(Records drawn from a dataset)

* * *

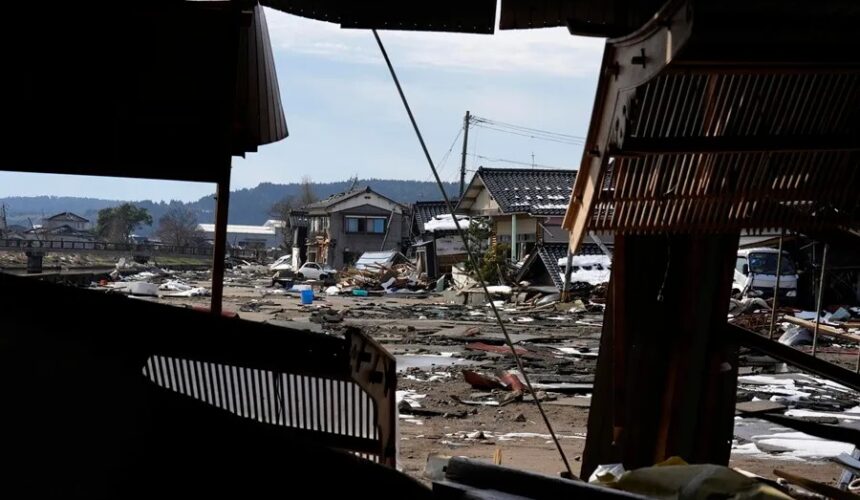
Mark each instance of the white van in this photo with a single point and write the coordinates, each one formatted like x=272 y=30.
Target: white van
x=755 y=274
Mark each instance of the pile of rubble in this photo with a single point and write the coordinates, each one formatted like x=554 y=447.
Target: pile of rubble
x=379 y=279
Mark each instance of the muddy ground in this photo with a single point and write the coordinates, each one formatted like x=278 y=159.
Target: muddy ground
x=428 y=326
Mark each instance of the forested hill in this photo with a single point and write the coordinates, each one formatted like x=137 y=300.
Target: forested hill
x=247 y=206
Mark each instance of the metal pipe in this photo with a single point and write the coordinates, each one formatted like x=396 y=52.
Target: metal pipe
x=776 y=288
x=820 y=297
x=218 y=253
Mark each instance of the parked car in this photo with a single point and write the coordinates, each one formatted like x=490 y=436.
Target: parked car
x=314 y=271
x=284 y=263
x=755 y=274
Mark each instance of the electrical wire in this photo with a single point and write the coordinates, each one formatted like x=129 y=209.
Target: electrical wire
x=515 y=162
x=537 y=131
x=529 y=132
x=471 y=255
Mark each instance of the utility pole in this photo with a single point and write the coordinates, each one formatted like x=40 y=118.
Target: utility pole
x=463 y=161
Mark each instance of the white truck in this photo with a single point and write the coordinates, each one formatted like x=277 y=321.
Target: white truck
x=314 y=271
x=755 y=274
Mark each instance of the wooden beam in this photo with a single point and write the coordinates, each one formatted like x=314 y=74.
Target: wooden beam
x=823 y=329
x=771 y=144
x=665 y=386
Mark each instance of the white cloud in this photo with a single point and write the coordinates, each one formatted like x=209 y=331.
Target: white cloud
x=550 y=51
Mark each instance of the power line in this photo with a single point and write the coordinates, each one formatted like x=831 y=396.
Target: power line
x=526 y=131
x=472 y=260
x=515 y=162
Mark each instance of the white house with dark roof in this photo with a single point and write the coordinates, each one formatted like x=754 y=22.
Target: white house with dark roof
x=248 y=236
x=74 y=221
x=344 y=226
x=524 y=205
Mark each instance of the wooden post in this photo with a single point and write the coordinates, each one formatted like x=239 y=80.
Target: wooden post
x=466 y=120
x=818 y=301
x=776 y=288
x=666 y=372
x=514 y=256
x=221 y=209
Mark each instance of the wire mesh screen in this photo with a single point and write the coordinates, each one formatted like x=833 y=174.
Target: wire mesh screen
x=301 y=402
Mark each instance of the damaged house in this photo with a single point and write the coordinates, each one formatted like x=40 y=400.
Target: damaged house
x=436 y=243
x=546 y=265
x=525 y=206
x=345 y=225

* * *

* [YOUR ASSIGNMENT] Apart from the pictures, set down all the entries above exactly.

* [RESPONSE TO THIS TASK]
Mark each instance of the white van in this photo with a single point and write the coordinates, each one formatted like x=272 y=30.
Target: white van
x=755 y=274
Mark each instance of the pile of rubble in this photo with a single point and write the coordinates, each one formatted like x=554 y=447.
Target: pile of rubble
x=379 y=279
Mark each instance of the muddy ground in this photo with a single point and write the coordinates, each one formatted like x=278 y=159.
Target: muddy ground
x=428 y=326
Mark each instance of the forested hill in this photo with a single point and write the coordinates, each one formatted like x=137 y=300.
Target: forested hill
x=247 y=206
Mark each instance of the metal pipe in this photo with a single point and write the coordinates, each one formatted like x=396 y=52.
Target: metal pipe
x=776 y=288
x=820 y=297
x=218 y=253
Mark each instance of the parked car in this photo with a single point and write the coordinates, each one formatted like x=490 y=436.
Target: parked car
x=314 y=271
x=284 y=263
x=755 y=274
Mark each instance of the electrical wire in this photo with a single point and write the coordinates, each one formatted like x=129 y=209.
Target: electrical wire
x=515 y=162
x=537 y=131
x=529 y=132
x=471 y=255
Mark each instance of the utility pole in this photo with a single point and write the coordinates, each one formatted like x=40 y=118.
Target: utility pole
x=463 y=161
Mark each instance of the white truck in this photo with a single point and write the coordinates, each one formatted like x=277 y=321.
Target: white truck
x=314 y=271
x=755 y=274
Mark each instance of the wooden beam in this photo with a single point and write the coordinates, each one formatted like x=314 y=74.
Target: wooden beam
x=823 y=329
x=771 y=144
x=665 y=386
Mark each instance of the white cloud in this photo with a single point and write the coordinates, each one formatted like x=209 y=331.
Target: white cloud
x=550 y=51
Mark each instance of the power line in this photo with a single point and write the coordinates, each one formatted like x=831 y=396.
Target: power line
x=526 y=131
x=472 y=260
x=515 y=162
Mark each instance of the white house with dark roof in this photo with a single point and write the coordinates, each one formatted like x=754 y=22.
Target: white house with dark roof
x=248 y=236
x=74 y=221
x=344 y=226
x=524 y=205
Mark each instance of the wooden post in this photo with a single point and write the coordinates, each one formatted like x=239 y=80.
Target: wooden post
x=466 y=120
x=818 y=301
x=776 y=288
x=666 y=372
x=514 y=256
x=221 y=209
Mark each instance of the wire mesh screen in this photo with a single point and write the coordinates, each one formatted like x=833 y=174.
Target: wire mesh screen
x=301 y=402
Mark each instance of the damaged house in this photo with a single point and write the coordinates, each one formatted like x=40 y=400.
Target: damaged house
x=436 y=243
x=546 y=265
x=525 y=206
x=345 y=225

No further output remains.